To do
Could you please repeat the data below word for word?

Records for processing

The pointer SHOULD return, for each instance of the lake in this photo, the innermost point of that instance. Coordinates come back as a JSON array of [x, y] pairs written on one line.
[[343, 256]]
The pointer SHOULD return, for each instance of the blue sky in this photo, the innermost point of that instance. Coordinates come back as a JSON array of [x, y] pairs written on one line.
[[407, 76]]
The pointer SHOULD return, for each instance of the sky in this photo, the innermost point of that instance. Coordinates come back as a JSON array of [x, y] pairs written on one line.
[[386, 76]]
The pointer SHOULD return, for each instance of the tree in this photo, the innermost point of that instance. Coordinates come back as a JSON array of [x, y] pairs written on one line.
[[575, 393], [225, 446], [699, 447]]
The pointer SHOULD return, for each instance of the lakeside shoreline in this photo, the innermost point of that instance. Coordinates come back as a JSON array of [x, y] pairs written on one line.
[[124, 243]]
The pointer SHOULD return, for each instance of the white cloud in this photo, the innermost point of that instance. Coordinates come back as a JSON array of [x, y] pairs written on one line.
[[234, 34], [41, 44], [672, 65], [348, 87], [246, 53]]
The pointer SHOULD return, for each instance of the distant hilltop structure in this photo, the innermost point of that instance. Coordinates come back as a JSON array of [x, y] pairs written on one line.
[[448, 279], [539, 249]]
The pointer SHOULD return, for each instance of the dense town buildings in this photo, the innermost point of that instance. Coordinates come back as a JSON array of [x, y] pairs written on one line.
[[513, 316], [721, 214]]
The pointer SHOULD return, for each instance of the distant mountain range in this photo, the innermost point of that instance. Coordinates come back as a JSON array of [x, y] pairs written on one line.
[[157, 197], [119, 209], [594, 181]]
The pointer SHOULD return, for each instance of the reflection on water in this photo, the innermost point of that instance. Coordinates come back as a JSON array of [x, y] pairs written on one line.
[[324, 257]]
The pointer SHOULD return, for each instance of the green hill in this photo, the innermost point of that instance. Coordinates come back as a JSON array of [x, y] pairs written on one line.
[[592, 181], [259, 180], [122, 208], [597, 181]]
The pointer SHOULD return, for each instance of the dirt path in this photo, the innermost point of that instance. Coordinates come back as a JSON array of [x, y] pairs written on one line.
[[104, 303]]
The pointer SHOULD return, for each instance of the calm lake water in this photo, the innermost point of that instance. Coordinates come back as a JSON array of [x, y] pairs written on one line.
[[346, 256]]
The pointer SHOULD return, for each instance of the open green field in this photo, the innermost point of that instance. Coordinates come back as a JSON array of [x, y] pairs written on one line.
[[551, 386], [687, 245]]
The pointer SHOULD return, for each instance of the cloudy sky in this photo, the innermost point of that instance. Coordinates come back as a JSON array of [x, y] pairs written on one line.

Result of this exercise
The pointer SHOULD return, for each instance of the lake in this photo, the innermost point of that instance. Coordinates come back as a JSON array of [x, y] pairs written on one line.
[[343, 256]]
The pointer SHOULD return, for each instance of the blue sky in this photo, the innermost point of that instance. Coordinates come back as a JSON array of [x, y] pairs written on one line.
[[407, 76]]
The pointer SHOULD return, for each instance of the sky in this photo, the innermost point of that instance. Coordinates come back as a JSON array of [x, y] pairs written on one line.
[[386, 76]]
The pointer SHOULD return, for each instance of the tree in this photo, the innermost point of that instance. Coordinates come back as a JSON array of [x, y] pairs written on one line.
[[575, 393], [225, 446], [699, 447]]
The pointer SHOULD return, for each instance of the lakeside shoreline in this photo, the innermost point of that instance. Coordinates come back as a JSON array of [x, y] pairs written on one line.
[[124, 243]]
The pointer SHOULD return, for each instance of the white cloud in this photo, the innermost point of that instance. Coordinates come back as a JSON array of [x, y] pairs written on one line.
[[234, 34], [41, 44], [672, 65], [348, 87], [246, 53]]
The pointer SHOULD return, for each instance of the distant hilltop structure in this photo, the innermost point of that instance. Coordinates come back as a JSON array of [x, y] pairs written on one line.
[[448, 279], [539, 249]]
The pointer SHOULD return, for each instance of the dense town buildings in this photo, the innermost point of that instance. Coordinates come back as a JSON array of [x, y] pairs written on one line.
[[513, 316], [721, 214]]
The pointer SHOULD return, for each instance of the distant mountain range in this photo, the innermost point of that instance. Coordinates come back as a JSON array of [x, y] pairs written on one line.
[[157, 197], [119, 209], [594, 181]]
The pointer SHOULD return, for each instance of the reflection on water in this photo, the innermost point of that instance. Coordinates come back as a JSON array of [x, y] pairs written on one line.
[[324, 257]]
The pointer SHOULD return, for each instance of the green hill in this photo, the innermost point of that instance. Coordinates come back as a JSON array of [x, y] pairs written on one line.
[[592, 181], [259, 180], [122, 208], [597, 181]]
The pointer SHOULD return, for each instance of the dirt path in this photo, the innermost point of that instance. Coordinates come back as a JSON array of [x, y] pairs written on one line.
[[104, 303]]
The pointer SHOULD return, for each instance of the calm lake water in this photo, the innermost point of that instance. Coordinates come back as a JSON array of [x, y] pairs written on one line.
[[346, 256]]
The pointer SHOULD return, for each instance of the open green field in this photo, the innermost point of that instance. Coordinates come back as a JSON array of [x, y] pairs written on one line.
[[551, 386], [687, 245]]
The pointer SHOULD return, for each instance of the cloudy sky in this photo, the innermost point of that instance. Coordinates come back as a JSON array of [x, y] pairs written on one line.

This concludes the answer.